Prompt:
Convert everything from the line containing "One pin marks each instance of the white compact" down to the line containing "(1072, 410)", both included, into a Markdown table with the columns Row and Line, where Row numbers each line and blank lines are left out.

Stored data
****
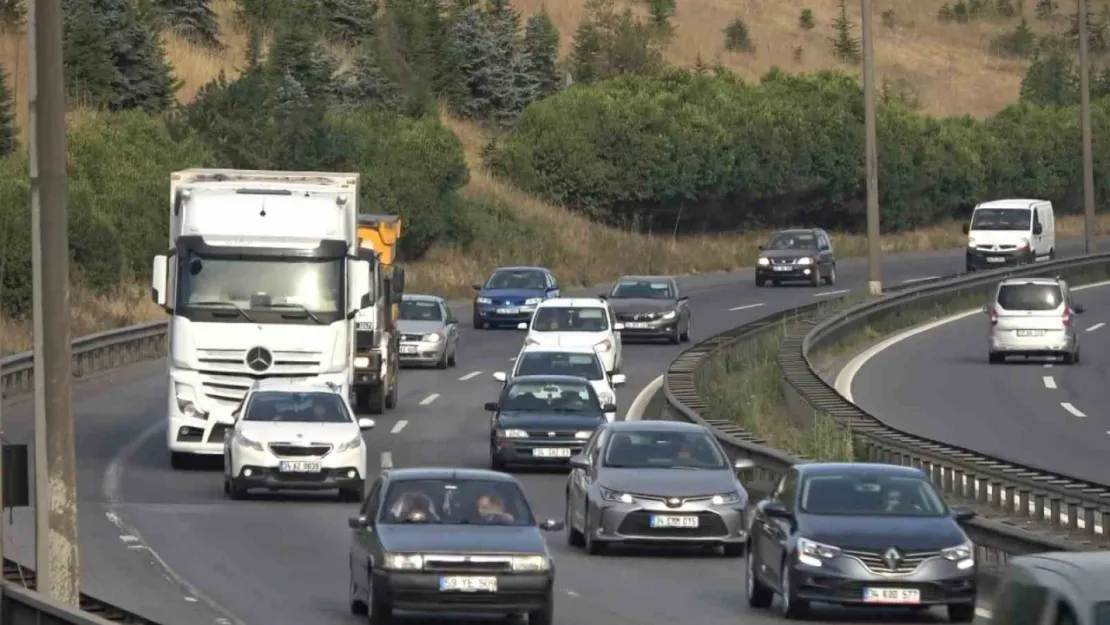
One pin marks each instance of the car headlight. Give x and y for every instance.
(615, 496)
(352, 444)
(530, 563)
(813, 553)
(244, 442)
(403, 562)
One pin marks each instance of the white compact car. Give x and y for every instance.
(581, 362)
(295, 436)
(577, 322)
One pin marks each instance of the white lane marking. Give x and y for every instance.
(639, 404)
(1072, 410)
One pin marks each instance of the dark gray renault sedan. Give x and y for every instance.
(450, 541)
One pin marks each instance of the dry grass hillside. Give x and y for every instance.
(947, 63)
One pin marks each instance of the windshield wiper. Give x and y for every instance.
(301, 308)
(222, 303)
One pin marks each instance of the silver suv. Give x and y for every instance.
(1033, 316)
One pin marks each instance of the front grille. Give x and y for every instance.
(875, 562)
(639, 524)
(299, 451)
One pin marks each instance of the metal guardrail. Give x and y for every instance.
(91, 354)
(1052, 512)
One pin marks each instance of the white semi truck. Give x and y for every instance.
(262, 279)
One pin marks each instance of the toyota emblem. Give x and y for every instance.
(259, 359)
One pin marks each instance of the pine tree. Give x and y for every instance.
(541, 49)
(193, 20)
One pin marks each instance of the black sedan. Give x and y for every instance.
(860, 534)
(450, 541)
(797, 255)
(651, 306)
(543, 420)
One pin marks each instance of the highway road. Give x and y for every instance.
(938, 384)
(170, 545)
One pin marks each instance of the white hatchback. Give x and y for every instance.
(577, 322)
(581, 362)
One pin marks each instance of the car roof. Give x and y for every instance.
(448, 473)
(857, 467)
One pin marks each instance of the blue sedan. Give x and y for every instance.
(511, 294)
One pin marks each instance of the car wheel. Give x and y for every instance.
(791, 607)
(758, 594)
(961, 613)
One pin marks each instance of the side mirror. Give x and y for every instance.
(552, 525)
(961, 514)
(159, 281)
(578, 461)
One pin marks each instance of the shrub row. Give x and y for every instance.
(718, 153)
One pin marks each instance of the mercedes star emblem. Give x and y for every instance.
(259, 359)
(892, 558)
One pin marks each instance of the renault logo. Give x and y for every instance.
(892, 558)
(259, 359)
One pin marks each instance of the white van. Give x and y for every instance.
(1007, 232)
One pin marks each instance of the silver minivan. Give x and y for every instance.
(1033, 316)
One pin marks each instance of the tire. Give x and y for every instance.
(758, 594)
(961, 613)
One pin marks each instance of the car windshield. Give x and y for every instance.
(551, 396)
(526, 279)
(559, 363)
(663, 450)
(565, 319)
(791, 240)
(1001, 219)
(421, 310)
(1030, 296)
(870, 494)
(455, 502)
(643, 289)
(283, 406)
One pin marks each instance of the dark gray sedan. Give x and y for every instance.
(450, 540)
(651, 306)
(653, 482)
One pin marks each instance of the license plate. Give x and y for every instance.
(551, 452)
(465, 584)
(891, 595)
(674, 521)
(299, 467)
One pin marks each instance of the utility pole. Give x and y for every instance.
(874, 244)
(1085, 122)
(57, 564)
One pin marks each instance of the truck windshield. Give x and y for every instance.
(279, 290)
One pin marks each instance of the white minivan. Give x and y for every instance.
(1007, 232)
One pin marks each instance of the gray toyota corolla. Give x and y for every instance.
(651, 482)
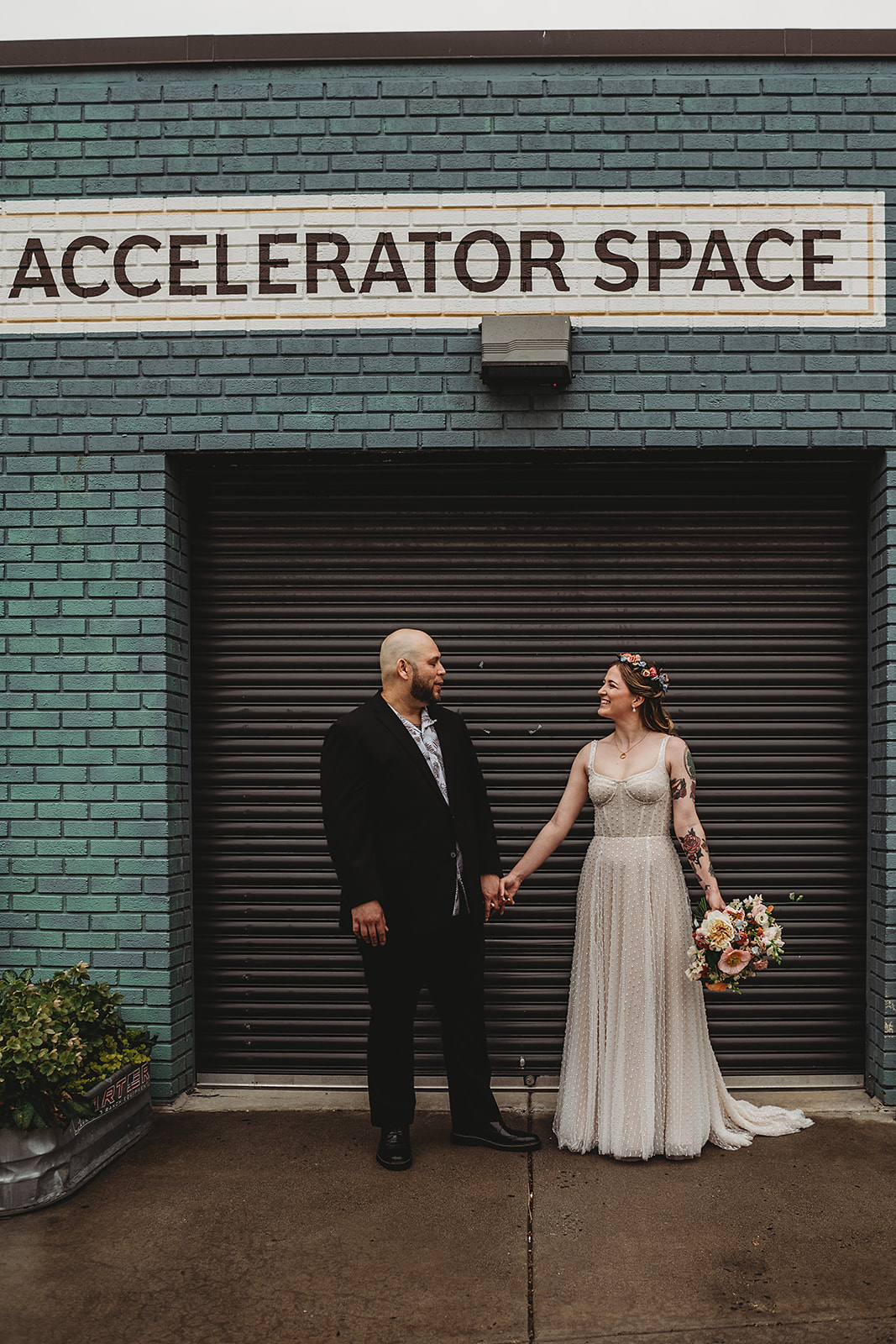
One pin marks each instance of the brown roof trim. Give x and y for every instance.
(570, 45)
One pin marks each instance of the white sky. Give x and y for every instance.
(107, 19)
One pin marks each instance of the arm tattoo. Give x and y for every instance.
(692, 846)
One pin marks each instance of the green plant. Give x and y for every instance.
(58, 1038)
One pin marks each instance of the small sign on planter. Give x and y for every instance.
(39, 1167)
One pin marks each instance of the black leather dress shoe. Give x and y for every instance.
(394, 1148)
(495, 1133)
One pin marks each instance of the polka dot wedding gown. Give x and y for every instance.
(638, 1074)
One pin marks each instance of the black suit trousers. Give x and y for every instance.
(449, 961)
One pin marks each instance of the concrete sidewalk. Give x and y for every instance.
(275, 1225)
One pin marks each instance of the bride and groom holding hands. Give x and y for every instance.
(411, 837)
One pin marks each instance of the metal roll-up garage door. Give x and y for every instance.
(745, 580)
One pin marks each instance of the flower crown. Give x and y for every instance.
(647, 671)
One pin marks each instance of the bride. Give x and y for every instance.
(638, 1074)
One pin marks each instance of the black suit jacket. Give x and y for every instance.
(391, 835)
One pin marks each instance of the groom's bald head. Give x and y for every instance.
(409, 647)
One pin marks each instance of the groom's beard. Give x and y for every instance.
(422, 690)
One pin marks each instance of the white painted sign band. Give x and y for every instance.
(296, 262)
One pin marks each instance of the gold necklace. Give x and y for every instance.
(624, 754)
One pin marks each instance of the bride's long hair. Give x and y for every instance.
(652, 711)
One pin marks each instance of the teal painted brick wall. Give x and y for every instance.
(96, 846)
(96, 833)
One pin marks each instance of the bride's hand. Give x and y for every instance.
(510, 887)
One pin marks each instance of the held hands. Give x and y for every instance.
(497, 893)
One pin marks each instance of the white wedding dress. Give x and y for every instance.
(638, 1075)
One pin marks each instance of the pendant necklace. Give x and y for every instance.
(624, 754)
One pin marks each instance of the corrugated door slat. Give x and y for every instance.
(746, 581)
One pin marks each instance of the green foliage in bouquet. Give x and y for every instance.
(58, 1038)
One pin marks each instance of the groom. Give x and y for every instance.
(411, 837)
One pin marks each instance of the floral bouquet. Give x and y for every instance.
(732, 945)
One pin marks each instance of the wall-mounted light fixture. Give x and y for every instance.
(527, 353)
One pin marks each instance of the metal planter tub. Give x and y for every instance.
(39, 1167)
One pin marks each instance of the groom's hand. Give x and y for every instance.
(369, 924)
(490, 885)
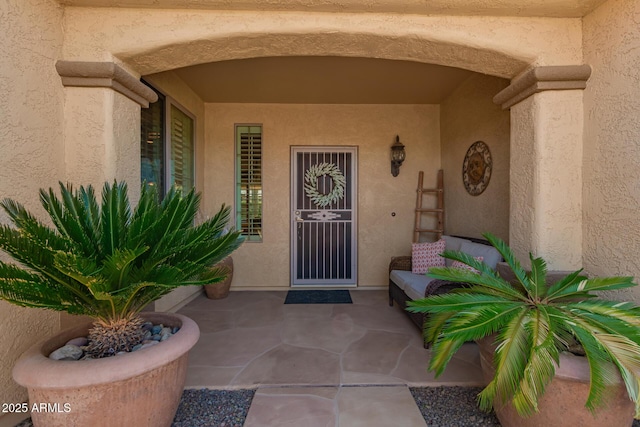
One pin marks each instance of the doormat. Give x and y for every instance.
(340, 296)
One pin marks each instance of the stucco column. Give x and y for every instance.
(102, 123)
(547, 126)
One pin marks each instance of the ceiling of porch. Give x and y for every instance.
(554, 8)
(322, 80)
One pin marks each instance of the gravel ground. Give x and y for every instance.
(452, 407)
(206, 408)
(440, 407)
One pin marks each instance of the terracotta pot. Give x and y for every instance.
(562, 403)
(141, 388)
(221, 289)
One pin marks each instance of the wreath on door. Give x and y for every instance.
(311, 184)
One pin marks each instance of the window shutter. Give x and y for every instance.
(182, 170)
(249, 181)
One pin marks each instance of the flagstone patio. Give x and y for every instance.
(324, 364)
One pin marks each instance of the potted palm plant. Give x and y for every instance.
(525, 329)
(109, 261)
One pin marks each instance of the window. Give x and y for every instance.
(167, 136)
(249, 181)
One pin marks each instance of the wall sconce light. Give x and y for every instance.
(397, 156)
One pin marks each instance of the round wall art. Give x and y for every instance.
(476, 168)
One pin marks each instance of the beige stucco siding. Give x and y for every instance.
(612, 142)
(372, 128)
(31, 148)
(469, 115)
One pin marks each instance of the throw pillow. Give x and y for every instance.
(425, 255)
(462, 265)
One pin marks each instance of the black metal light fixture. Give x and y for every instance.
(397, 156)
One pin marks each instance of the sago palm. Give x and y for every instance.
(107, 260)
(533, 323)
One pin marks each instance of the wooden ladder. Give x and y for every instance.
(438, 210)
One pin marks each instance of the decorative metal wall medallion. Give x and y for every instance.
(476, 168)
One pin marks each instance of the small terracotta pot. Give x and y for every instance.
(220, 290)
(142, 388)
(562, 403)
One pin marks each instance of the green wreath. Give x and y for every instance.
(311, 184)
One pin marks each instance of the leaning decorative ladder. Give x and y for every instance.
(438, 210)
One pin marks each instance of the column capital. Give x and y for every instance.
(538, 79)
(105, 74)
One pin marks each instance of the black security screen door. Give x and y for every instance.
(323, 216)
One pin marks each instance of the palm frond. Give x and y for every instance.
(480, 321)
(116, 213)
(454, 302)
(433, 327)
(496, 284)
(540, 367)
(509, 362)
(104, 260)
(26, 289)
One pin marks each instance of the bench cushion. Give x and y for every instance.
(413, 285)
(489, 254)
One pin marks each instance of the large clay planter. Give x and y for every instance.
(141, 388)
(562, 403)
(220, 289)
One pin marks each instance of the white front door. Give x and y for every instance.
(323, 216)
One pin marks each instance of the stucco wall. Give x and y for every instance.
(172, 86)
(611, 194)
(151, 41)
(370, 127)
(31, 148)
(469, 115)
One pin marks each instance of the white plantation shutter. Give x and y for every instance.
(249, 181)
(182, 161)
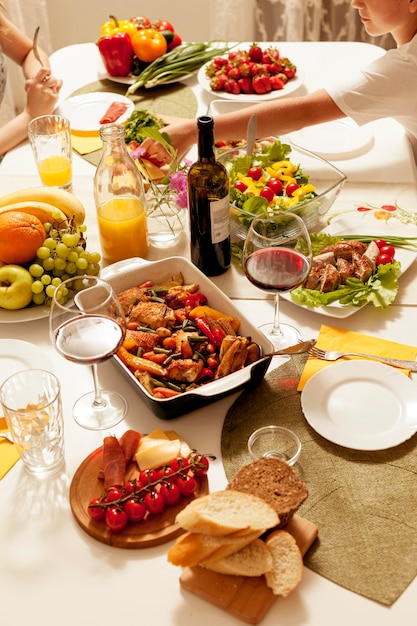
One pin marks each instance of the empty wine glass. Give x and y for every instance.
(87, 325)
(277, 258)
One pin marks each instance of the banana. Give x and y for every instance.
****
The answer:
| Row | Line |
|---|---|
| 1 | One pin marks each instance of the white compact car. Give x and y for every instance. |
| 2 | (581, 362) |
| 3 | (295, 436) |
| 4 | (577, 322) |
| 5 | One pin marks each instance of the white lane marking. Give x and y for every instance. |
| 6 | (639, 404) |
| 7 | (1072, 410) |